#### What the task requires:
Would you repeat every line below exactly, please?

#### Available data:
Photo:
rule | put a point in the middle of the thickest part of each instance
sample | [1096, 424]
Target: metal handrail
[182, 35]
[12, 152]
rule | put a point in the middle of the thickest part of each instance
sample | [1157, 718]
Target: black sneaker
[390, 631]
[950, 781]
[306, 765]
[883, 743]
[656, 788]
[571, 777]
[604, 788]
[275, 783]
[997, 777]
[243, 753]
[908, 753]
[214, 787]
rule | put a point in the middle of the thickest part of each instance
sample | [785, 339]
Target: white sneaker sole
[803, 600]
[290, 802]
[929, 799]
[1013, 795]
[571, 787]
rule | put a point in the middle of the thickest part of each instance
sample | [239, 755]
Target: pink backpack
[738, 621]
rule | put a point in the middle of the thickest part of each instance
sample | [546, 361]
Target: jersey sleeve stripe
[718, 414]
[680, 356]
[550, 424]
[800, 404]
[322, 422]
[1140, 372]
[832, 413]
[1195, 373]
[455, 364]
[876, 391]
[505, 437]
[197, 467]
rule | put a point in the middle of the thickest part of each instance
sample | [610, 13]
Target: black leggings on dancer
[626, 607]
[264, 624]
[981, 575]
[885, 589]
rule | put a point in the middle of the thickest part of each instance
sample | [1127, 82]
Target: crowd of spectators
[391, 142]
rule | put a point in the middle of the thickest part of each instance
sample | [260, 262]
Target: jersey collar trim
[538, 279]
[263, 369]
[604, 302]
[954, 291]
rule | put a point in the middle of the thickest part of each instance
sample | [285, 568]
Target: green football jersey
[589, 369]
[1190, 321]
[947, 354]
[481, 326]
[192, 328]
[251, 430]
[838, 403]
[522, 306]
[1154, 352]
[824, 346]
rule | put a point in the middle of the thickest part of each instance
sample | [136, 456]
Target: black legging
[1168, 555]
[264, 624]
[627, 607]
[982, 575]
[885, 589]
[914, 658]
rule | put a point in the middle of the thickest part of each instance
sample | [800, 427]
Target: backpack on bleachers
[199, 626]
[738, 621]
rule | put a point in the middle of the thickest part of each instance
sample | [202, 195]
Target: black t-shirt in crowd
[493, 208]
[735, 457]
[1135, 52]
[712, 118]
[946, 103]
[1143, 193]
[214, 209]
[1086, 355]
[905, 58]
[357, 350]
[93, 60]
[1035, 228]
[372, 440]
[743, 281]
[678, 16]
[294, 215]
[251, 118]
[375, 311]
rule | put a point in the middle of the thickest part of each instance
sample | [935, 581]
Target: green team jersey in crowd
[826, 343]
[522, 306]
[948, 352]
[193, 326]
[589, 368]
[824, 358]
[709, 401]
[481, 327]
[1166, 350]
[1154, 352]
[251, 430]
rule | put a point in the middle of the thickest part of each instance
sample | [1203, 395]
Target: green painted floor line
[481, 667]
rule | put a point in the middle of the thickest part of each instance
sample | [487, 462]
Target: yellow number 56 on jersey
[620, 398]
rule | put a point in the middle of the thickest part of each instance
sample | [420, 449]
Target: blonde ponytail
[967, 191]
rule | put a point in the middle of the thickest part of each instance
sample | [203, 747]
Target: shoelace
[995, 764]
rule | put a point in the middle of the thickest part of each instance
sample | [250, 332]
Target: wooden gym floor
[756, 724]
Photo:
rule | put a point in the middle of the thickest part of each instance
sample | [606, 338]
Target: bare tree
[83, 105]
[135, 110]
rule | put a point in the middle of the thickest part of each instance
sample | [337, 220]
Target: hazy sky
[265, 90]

#### Exercise response:
Photo:
rule | put a point in the middle of the thickest part of each instance
sample | [1096, 424]
Target: metal handrail
[182, 35]
[12, 152]
rule | put a point in the middle of the thickest part of each instance
sample | [1157, 718]
Target: black sneaker
[390, 631]
[950, 781]
[306, 765]
[883, 743]
[656, 788]
[571, 777]
[604, 788]
[275, 783]
[997, 777]
[243, 753]
[908, 753]
[214, 787]
rule | put a point in the middle of the thickest part of each instance
sample | [785, 339]
Target: white sneaker sole
[803, 600]
[290, 802]
[929, 799]
[1013, 795]
[571, 787]
rule | put a point in the middle of the thickest part of each instance
sample | [239, 755]
Target: pink backpack
[738, 621]
rule | put a point in the middle of the thickest part of each instance
sample | [546, 361]
Target: jersey sleeve stripe
[718, 414]
[680, 356]
[550, 424]
[800, 404]
[322, 422]
[1140, 372]
[832, 413]
[1195, 373]
[455, 364]
[876, 391]
[505, 437]
[197, 467]
rule | put a point in the middle of the thickest part of each instance
sample | [610, 13]
Target: black leggings on dancer
[626, 607]
[264, 624]
[981, 575]
[885, 589]
rule | put a point in the middle of the thickest part of each instance
sample | [1127, 82]
Target: crowd of spectators
[391, 142]
rule | put a point in the middle of the thickest part of each instance
sample | [260, 262]
Target: jersey collar trim
[538, 279]
[263, 369]
[604, 302]
[954, 291]
rule | put a point in the middle of the thickest part of each instance
sample | [285, 568]
Target: green football jersey
[589, 369]
[1190, 321]
[947, 354]
[481, 326]
[192, 328]
[251, 430]
[838, 403]
[522, 306]
[1154, 352]
[824, 346]
rule | put a point in the middle of the thickest part of each instance
sample | [136, 456]
Target: black legging
[1168, 555]
[264, 624]
[627, 607]
[982, 575]
[885, 589]
[914, 658]
rule | put a point in the middle of the thickest part of each instance
sample | [800, 427]
Target: backpack on bleachers
[199, 626]
[738, 621]
rule | put a point in the middle of the thickest part of each instance
sample | [202, 195]
Target: black t-shirt in crowd
[493, 208]
[735, 457]
[1135, 52]
[712, 118]
[946, 103]
[1143, 193]
[214, 209]
[1086, 355]
[905, 58]
[357, 350]
[93, 60]
[1035, 228]
[372, 440]
[743, 281]
[678, 16]
[294, 215]
[251, 118]
[375, 311]
rule | put a point in the middle of the thickest part of each instance
sample | [935, 581]
Target: green team jersey in crowd
[826, 343]
[522, 306]
[948, 352]
[193, 326]
[589, 368]
[824, 358]
[709, 401]
[481, 327]
[1166, 350]
[1154, 352]
[251, 430]
rule | put a point in the middle of the thickest part of each instance
sample | [1203, 395]
Target: green painted floor line
[481, 667]
rule | put a point in the middle of the thickest part of each instance
sample | [487, 462]
Target: yellow number 56 on jersey
[620, 398]
rule | put a point in the middle of the thickest part of each instance
sample | [420, 449]
Target: blonde ponytail
[967, 191]
rule | put a point in the middle of the thickest part of each instance
sample | [203, 747]
Target: shoelace
[995, 764]
rule | put a point in the middle of the thickest part of each instance
sample | [250, 332]
Target: wooden gym floor
[756, 724]
Photo:
rule | put a point in the middle of the thickest part of each instance
sample | [606, 338]
Target: bare tree
[83, 105]
[135, 110]
rule | put a point in the middle of the thickest part of each instance
sample | [337, 220]
Target: hazy sky
[265, 90]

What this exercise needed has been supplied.